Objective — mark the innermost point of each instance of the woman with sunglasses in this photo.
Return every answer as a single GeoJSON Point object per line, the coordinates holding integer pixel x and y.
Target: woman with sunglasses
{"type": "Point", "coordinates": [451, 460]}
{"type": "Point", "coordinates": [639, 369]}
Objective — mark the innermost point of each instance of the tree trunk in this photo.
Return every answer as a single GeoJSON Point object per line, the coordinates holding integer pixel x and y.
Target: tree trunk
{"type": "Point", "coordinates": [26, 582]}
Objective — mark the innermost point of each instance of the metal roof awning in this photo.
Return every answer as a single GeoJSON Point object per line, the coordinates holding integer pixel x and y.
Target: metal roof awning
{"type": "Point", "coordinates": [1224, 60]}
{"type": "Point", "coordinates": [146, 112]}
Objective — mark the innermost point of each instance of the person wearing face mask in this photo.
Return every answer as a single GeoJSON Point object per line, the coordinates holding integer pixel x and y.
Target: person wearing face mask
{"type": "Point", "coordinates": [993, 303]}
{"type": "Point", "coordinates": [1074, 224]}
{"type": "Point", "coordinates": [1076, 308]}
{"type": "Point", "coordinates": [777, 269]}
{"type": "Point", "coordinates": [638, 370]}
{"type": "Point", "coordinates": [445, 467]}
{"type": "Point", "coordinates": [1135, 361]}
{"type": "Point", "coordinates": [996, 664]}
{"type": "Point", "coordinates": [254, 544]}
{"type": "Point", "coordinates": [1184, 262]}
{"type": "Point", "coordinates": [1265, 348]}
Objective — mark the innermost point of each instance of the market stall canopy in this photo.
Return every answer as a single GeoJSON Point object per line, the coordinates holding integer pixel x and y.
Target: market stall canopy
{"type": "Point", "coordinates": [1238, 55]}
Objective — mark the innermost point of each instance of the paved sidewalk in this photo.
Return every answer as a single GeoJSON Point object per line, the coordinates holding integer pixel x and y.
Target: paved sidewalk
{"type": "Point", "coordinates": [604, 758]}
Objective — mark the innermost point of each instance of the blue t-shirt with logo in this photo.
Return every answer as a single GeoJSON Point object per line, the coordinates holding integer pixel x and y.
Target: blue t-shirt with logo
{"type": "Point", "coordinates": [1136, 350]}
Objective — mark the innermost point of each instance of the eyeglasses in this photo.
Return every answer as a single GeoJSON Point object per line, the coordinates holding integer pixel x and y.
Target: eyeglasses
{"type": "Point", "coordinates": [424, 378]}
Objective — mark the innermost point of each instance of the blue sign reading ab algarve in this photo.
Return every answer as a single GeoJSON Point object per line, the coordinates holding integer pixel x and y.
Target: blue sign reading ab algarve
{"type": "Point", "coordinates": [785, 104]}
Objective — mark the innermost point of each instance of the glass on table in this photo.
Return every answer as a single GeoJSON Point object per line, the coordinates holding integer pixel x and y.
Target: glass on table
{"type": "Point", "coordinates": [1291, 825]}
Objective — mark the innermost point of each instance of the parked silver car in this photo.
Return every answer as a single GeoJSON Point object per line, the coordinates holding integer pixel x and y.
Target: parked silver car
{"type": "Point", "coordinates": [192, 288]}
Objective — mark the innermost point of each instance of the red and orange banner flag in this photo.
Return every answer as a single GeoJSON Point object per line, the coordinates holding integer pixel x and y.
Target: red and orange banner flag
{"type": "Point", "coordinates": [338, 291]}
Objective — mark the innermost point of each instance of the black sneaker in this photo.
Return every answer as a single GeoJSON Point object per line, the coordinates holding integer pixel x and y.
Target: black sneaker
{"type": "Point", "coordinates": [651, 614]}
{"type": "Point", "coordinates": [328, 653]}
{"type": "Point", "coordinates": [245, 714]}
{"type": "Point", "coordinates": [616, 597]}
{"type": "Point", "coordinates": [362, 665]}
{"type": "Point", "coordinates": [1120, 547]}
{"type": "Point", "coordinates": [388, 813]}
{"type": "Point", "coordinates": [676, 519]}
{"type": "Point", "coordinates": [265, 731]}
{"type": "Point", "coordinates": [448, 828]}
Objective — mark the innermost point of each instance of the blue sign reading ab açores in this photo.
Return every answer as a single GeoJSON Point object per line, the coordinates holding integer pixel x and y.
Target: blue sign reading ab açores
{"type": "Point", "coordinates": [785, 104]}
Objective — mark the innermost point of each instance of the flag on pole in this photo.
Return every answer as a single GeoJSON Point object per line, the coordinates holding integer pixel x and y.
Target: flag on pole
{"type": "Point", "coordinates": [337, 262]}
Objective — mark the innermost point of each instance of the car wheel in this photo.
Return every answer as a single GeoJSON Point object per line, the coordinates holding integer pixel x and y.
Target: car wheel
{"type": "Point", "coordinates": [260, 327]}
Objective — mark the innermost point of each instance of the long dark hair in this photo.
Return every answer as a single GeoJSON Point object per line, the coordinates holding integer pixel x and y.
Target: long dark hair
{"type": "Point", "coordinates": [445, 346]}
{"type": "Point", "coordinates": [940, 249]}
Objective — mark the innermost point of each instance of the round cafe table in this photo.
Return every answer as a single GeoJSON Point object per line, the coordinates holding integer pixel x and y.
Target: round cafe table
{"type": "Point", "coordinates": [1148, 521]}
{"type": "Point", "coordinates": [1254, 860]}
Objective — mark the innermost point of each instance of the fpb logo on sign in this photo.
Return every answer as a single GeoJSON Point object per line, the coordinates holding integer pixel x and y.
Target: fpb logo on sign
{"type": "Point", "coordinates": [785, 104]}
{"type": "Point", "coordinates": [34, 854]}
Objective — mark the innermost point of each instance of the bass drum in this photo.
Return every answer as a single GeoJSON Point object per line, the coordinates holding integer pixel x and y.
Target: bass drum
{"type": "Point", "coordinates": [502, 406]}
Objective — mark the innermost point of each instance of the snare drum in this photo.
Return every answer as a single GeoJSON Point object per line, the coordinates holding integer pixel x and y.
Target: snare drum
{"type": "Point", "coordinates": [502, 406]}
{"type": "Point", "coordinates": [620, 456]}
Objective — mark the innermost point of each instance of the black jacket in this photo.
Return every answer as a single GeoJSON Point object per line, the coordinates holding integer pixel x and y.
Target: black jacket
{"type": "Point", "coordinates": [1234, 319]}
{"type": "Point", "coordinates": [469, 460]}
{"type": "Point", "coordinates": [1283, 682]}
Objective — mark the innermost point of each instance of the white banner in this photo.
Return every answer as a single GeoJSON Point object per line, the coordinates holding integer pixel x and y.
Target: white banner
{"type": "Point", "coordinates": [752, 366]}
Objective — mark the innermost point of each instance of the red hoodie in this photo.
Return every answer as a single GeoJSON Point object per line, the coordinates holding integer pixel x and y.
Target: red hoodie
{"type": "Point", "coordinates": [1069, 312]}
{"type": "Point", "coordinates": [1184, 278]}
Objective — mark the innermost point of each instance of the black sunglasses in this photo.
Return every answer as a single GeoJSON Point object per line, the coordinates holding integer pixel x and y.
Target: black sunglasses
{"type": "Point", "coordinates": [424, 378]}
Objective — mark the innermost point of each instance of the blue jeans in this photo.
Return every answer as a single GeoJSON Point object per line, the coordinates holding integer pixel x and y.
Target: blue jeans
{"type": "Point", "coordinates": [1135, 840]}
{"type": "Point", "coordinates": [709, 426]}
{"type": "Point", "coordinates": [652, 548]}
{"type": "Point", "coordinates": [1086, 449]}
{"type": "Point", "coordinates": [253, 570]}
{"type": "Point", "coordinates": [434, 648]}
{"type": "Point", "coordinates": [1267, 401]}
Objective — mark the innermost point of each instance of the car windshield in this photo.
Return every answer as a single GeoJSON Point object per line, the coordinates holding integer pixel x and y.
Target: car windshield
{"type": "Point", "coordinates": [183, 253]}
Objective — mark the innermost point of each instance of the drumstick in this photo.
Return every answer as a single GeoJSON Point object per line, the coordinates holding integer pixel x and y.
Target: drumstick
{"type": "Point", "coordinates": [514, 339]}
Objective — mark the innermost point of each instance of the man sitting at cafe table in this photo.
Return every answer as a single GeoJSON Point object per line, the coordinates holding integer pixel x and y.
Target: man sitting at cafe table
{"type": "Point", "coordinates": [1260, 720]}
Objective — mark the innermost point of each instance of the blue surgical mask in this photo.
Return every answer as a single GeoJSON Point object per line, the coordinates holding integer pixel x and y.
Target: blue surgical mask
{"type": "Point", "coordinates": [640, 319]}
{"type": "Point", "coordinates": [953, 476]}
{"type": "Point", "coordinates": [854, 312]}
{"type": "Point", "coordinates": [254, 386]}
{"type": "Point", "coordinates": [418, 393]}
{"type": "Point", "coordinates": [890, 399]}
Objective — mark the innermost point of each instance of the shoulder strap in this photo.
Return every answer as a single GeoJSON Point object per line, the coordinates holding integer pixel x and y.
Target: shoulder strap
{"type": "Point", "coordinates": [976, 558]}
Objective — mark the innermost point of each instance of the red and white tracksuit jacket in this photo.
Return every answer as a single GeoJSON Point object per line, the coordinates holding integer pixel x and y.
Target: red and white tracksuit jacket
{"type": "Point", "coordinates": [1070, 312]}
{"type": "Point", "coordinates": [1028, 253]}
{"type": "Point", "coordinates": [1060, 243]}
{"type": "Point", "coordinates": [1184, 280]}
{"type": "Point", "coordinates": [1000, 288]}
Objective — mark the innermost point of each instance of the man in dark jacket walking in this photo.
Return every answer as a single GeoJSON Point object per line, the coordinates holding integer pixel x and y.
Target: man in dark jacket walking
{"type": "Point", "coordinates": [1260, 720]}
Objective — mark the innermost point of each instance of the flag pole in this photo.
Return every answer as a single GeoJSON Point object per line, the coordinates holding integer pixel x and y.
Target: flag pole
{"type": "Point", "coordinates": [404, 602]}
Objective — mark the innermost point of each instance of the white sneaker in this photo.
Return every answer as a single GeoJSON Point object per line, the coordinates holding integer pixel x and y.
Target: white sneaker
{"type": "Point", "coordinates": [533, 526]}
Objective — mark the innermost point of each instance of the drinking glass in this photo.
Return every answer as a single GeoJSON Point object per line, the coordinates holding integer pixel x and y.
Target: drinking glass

○ ○ ○ ○

### What is required
Copy out, word for word, every line from the one containing "flag pole in this photo." through the last line above.

### Worked answer
Objective — mark the innermost point of each instance of the flag pole in this photo.
Return every answer as a single GeoJSON Point object per line, the coordinates holding integer pixel x and y.
Target: flag pole
{"type": "Point", "coordinates": [404, 602]}
Objective — mark the innermost point of each instance of the white sneaker in this photo.
Return every answer as a single GeoJSON Point object per line, the coordinates holding integer pixel x and y.
Target: white sneaker
{"type": "Point", "coordinates": [533, 526]}
Objective — mark the innermost point of each instance of the drinking glass in this photo.
Return every answer as a single GeoJSON Point object per line, the coordinates holding integer pixel x and y.
Target: drinking glass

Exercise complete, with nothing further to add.